— Begin Provided material —
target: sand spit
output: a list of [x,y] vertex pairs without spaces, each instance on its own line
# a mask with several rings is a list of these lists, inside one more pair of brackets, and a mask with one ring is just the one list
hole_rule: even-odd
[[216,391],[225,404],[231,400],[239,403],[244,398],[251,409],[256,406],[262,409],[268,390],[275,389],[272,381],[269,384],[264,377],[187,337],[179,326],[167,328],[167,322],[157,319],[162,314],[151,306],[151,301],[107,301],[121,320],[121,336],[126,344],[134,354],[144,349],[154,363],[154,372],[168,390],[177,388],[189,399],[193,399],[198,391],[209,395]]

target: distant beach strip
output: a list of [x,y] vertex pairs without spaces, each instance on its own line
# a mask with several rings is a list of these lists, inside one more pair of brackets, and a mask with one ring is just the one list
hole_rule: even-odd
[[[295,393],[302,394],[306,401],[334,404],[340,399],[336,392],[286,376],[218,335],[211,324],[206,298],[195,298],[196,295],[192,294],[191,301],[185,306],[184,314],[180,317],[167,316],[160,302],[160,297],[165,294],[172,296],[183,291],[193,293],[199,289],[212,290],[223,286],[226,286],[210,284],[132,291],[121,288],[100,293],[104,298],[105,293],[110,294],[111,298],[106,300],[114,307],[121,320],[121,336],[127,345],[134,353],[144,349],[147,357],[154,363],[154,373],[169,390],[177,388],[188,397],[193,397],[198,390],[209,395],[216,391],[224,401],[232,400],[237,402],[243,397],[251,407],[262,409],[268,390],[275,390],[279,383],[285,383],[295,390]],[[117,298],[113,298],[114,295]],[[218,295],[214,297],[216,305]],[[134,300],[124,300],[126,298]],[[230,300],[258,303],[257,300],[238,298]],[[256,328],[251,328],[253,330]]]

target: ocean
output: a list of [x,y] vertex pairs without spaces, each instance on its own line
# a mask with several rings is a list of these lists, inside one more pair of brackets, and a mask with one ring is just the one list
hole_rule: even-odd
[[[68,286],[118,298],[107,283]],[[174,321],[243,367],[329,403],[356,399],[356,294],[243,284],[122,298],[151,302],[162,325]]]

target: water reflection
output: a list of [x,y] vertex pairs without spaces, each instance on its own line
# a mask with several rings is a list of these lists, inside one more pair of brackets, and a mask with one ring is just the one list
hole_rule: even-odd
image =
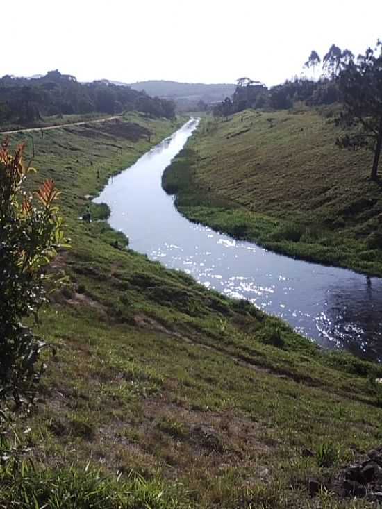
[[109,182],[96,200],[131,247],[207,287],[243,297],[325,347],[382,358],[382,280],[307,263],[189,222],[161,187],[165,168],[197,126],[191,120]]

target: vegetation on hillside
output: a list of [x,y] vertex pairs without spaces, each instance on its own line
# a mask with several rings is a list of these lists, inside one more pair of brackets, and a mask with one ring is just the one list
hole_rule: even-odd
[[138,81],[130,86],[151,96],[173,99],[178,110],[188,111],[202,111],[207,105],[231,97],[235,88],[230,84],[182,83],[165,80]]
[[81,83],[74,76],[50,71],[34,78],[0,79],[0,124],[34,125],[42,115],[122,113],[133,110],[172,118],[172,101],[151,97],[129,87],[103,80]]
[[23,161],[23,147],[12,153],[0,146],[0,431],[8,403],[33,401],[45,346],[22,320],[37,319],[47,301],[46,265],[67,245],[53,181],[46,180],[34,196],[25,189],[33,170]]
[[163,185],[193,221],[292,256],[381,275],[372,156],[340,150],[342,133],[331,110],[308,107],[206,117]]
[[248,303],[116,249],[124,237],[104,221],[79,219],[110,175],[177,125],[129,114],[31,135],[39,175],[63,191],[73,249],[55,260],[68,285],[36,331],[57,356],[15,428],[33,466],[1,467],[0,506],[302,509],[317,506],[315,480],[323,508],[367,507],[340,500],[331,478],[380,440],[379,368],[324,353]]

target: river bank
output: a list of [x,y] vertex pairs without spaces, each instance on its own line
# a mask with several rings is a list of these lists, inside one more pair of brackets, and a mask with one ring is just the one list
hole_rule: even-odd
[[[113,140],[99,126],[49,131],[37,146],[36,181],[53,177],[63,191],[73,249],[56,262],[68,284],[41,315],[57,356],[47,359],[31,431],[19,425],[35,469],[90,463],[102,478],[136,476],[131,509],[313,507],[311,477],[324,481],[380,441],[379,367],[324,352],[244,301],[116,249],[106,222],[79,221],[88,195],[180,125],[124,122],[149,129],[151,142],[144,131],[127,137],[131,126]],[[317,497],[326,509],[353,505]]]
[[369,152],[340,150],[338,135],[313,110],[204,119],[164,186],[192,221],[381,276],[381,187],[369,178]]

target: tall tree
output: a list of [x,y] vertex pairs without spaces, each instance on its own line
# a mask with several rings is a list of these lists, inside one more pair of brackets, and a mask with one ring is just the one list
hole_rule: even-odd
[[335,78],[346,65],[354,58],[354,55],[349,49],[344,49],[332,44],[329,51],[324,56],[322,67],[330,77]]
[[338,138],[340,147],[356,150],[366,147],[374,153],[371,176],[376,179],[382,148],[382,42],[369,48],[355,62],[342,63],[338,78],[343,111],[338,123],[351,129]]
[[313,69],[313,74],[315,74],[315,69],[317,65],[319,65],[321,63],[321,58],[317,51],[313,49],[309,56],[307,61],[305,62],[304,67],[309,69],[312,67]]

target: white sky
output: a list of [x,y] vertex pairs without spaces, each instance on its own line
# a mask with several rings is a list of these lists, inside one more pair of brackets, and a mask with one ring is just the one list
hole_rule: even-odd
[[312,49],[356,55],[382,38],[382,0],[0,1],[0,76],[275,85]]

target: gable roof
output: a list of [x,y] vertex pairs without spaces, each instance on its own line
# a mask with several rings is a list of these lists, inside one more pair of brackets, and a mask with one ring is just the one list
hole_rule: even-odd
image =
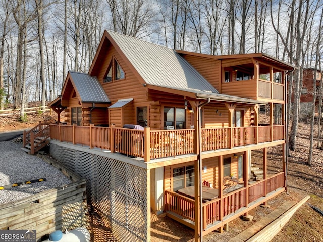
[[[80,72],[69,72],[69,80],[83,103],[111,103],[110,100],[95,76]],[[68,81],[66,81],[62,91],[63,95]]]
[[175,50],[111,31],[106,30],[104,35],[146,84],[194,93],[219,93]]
— End Provided material —
Required work |
Set out every one of the lines above as a Markdown table with two columns, Row and Line, numbering the rows and skipping blank lines. Leave the pictures out of the table.

Finished task |
| Row | Line |
|---|---|
| 1 | target: sand spit |
| 2 | output: a list of [x,y] vertex pairs without spaces, each instance on its own line |
| 3 | # a mask with several rings is a list of these lists, inside one more pair of brackets, and a mask with one ring is just the one list |
| 4 | hole_rule: even-odd |
| 5 | [[216,391],[225,404],[231,400],[239,403],[244,398],[251,409],[256,406],[262,409],[268,390],[275,389],[272,381],[269,384],[264,377],[187,337],[179,326],[167,328],[167,322],[157,319],[162,314],[151,306],[151,301],[107,301],[121,320],[121,336],[126,344],[134,354],[144,349],[154,363],[154,372],[168,390],[177,388],[189,399],[193,399],[198,391],[209,395]] |
| 6 | target: distant beach strip |
| 7 | output: a list of [x,y] vertex pairs without spaces, each instance on its own line |
| 8 | # a mask with several rings is a list of these lists, inside one more pair of brackets, and a mask with one ring is just the one list |
| 9 | hole_rule: even-odd |
| 10 | [[[295,393],[302,394],[306,401],[334,404],[340,399],[336,392],[286,376],[218,335],[211,324],[206,298],[195,298],[196,295],[192,294],[191,301],[185,306],[184,314],[180,317],[167,316],[160,302],[160,297],[165,294],[172,296],[183,291],[193,293],[199,289],[212,290],[223,286],[226,286],[210,284],[132,291],[121,288],[100,293],[104,298],[105,293],[110,294],[111,298],[106,300],[114,307],[121,320],[121,336],[127,345],[134,353],[144,349],[147,357],[154,363],[154,373],[169,390],[177,388],[188,397],[193,397],[198,390],[209,395],[216,391],[224,401],[232,400],[237,402],[243,397],[251,407],[262,409],[268,390],[275,390],[279,383],[285,383],[295,390]],[[117,298],[113,298],[114,295]],[[218,295],[214,297],[216,305]],[[134,300],[124,300],[126,298]],[[230,300],[258,303],[257,300],[238,298]],[[256,328],[251,328],[253,330]]] |
| 11 | target: ocean |
| 12 | output: a list of [x,y] vertex pairs without spaces, each instance on its own line |
| 13 | # a mask with several rings is a list of these lists, inside one more pair of brackets, and a mask with one ring is just the one list |
| 14 | hole_rule: even-odd |
| 15 | [[[68,286],[118,298],[107,283]],[[174,321],[243,367],[329,403],[356,399],[356,294],[243,284],[122,298],[151,302],[162,325]]] |
| 16 | target: water reflection |
| 17 | output: a list of [x,y] vertex pairs without spaces, each instance on its own line |
| 18 | # a mask with several rings is a list of these lists, inside one more pair of brackets, and a mask with one ring is just the one list |
| 19 | hole_rule: even-odd |
| 20 | image = |
| 21 | [[109,182],[96,200],[131,247],[207,287],[243,297],[325,347],[382,358],[382,280],[307,263],[189,222],[161,187],[165,168],[197,126],[191,120]] |
| 22 | target: vegetation on hillside |
| 23 | output: a list of [x,y] vertex pairs without spaces, each instance on its own line |
| 24 | # a mask with several rings is a list of these lists, inside one more pair of brackets, and a mask with one ring is just the one list |
| 25 | hole_rule: even-odd |
| 26 | [[138,81],[130,86],[151,96],[173,99],[178,110],[188,111],[202,111],[207,105],[231,97],[235,88],[230,84],[182,83],[165,80]] |
| 27 | [[81,83],[74,76],[50,71],[34,78],[0,79],[0,124],[34,125],[42,115],[122,113],[133,110],[172,118],[172,101],[151,97],[129,87],[103,80]] |
| 28 | [[23,161],[23,147],[12,153],[0,146],[0,431],[8,403],[33,401],[45,346],[22,320],[37,319],[47,301],[46,265],[67,245],[53,181],[46,180],[34,196],[25,189],[33,170]] |
| 29 | [[163,185],[193,221],[292,256],[381,275],[372,156],[340,150],[342,133],[331,110],[308,107],[206,117]] |
| 30 | [[248,303],[116,249],[124,237],[104,221],[79,219],[110,175],[177,125],[129,114],[31,135],[39,175],[63,191],[73,249],[55,260],[68,285],[36,331],[57,356],[15,428],[33,466],[1,467],[0,506],[302,509],[317,506],[315,480],[323,508],[367,507],[340,500],[331,478],[380,440],[379,368],[324,353]] |
| 31 | target: river bank |
| 32 | output: a list of [x,y] vertex pairs without spaces, each instance on its own line |
| 33 | # a mask with several rings is a list of these lists, inside one more pair of brackets, and a mask with one ring is just the one list |
| 34 | hole_rule: even-odd |
| 35 | [[[113,140],[99,126],[49,131],[37,146],[36,181],[53,177],[63,191],[73,249],[56,262],[68,284],[41,315],[57,356],[47,359],[31,431],[19,425],[35,469],[90,463],[102,478],[136,476],[131,509],[313,507],[311,477],[324,481],[380,441],[379,367],[324,352],[244,301],[116,249],[106,222],[79,221],[88,195],[180,125],[124,122],[149,129],[151,142],[144,131],[127,137],[131,126]],[[317,497],[326,509],[353,505]]] |
| 36 | [[369,152],[340,150],[338,135],[313,110],[204,119],[164,186],[192,221],[381,276],[381,187],[369,178]] |
| 37 | target: tall tree |
| 38 | output: a list of [x,y] vertex pairs without spaces, each instance on its own line |
| 39 | # a mask with several rings is a list of these lists, inside one more pair of brackets, and a mask with one ring is just the one list |
| 40 | hole_rule: even-odd |
| 41 | [[335,78],[346,65],[354,58],[354,55],[349,49],[344,49],[332,44],[329,51],[324,56],[322,67],[330,77]] |
| 42 | [[338,138],[340,147],[356,150],[366,147],[374,153],[371,176],[376,179],[382,148],[382,42],[369,48],[355,62],[342,63],[338,78],[343,111],[338,123],[351,129]] |
| 43 | [[313,69],[313,74],[315,74],[315,69],[317,65],[319,65],[321,63],[321,58],[317,51],[313,49],[309,56],[307,61],[305,62],[304,67],[309,69],[312,67]] |
| 44 | target: white sky |
| 45 | output: a list of [x,y] vertex pairs without spaces, each instance on its own line |
| 46 | # a mask with several rings is a list of these lists, inside one more pair of brackets, and a mask with one ring is just the one list |
| 47 | hole_rule: even-odd |
| 48 | [[312,49],[356,55],[382,38],[382,0],[0,1],[0,76],[275,85]] |
| 49 | target: gable roof |
| 50 | output: a list of [x,y] vertex pairs without spaces, each instance on its own line |
| 51 | # a mask with several rings is a list of these lists, inside one more pair of brackets, and a mask with one ring is just the one list |
| 52 | hole_rule: even-odd |
| 53 | image = |
| 54 | [[[80,72],[69,72],[69,80],[83,103],[111,103],[110,100],[95,76]],[[68,81],[66,81],[62,91],[63,95]]] |
| 55 | [[175,50],[111,31],[106,30],[104,35],[146,84],[194,93],[219,93]] |